■ QUOTED PASSAGE ■
________________________

I read The Pregnancy Project: A Memoir by Gaby Rodriguez in February.  It is the true story of a teenager who faked her own pregnancy for a school project.  It was interesting, but the writing was only so-so.  The book was supposed to be inspiring, but I found it a little depressing

I'm excited to begin How Not to Die: Surprising Lessons from America's Favorite Medical Examiner by Dr. Jan Garavaglia  which is on my to-read list.  I've already thumbed through the book and can't wait to get started.  I'm also going to read Doctor of the Heart, the autobiography of Dr. Isador Rosenfeld.

A bit of devotional, apologetic,  and general non-fiction makes its way into my book stack. I am slowly reading through Keep a Quiet Heart by Elisabeth Elliot for the third time.  It is so moving and so deep and so rich.  Written in short 1-2 page sections, it is doable, even for the busy mom of little ones. 

We've enjoyed The Answers Book for Kids by Ken Ham as a family.  Our library doesn't have the adult version, but they do have the teen version so I'm planning to read that one myself.  (It's in my bed-side stack, too.)

Right after Christmas I read Growing Up Amish by Ira Wagler so I was excited to see another real-life Amish story in the library...and added Why I Left the Amish by Saloma Miller Furlong to my never-ending book list. I started reading it last night and so far, it is dark and disturbing.  It does not paint an idyllic picture of Amish home-life.

In March I  read The Vow, the true story of the couple who inspired the movie.  The book was good (not great), but I've heard the movie's plot is vastly different than the real-life story...and not in a good way.

The only book I read recently that did not come from the library (but was borrowed from my friend, Allyson, instead) was Don't Make Me Come Up There by blogger, Kristen Welch.  It's another great mom read because it consists of 52 short, devotional-style chapters.  It's funny, too! 

5.  I enjoy juvenile fiction as much as my children!  We finished the 6-book Henry and Ribsy series last week and I was just as hooked as the kids.  Brian has not been able to join us for dinner many nights in the past few weeks so I've been reading a chapter at the table after we finish eating. We've found that Beverly Cleary's book are captivating even to kids with short attention spans.  After a short break to read a book from the  Sugar Creek Gang series, we are going to read through some of Beverly Cleary's independent novels.  (A couple are for older children and a couple deal with divorce so we'll skip those.)

________________________

■ INFORMATION PROVIDED ■
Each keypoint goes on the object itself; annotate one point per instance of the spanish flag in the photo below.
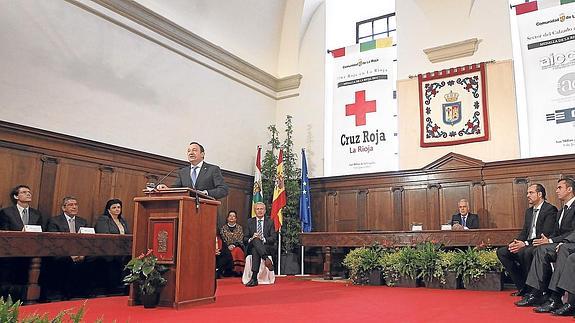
(258, 194)
(280, 199)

________________________

■ REQUIRED WORK ■
Copy the book post word for word, starting at "Right after Christmas" and ending at "a good way.". The lines have nothing to do with the book post.

■ SOLUTION BELOW ■
Right after Christmas I read Growing Up Amish by Ira Wagler so I was excited to see another real-life Amish story in the library...and added Why I Left the Amish by Saloma Miller Furlong to my never-ending book list. I started reading it last night and so far, it is dark and disturbing.  It does not paint an idyllic picture of Amish home-life.

In March I  read The Vow, the true story of the couple who inspired the movie.  The book was good (not great), but I've heard the movie's plot is vastly different than the real-life story...and not in a good way.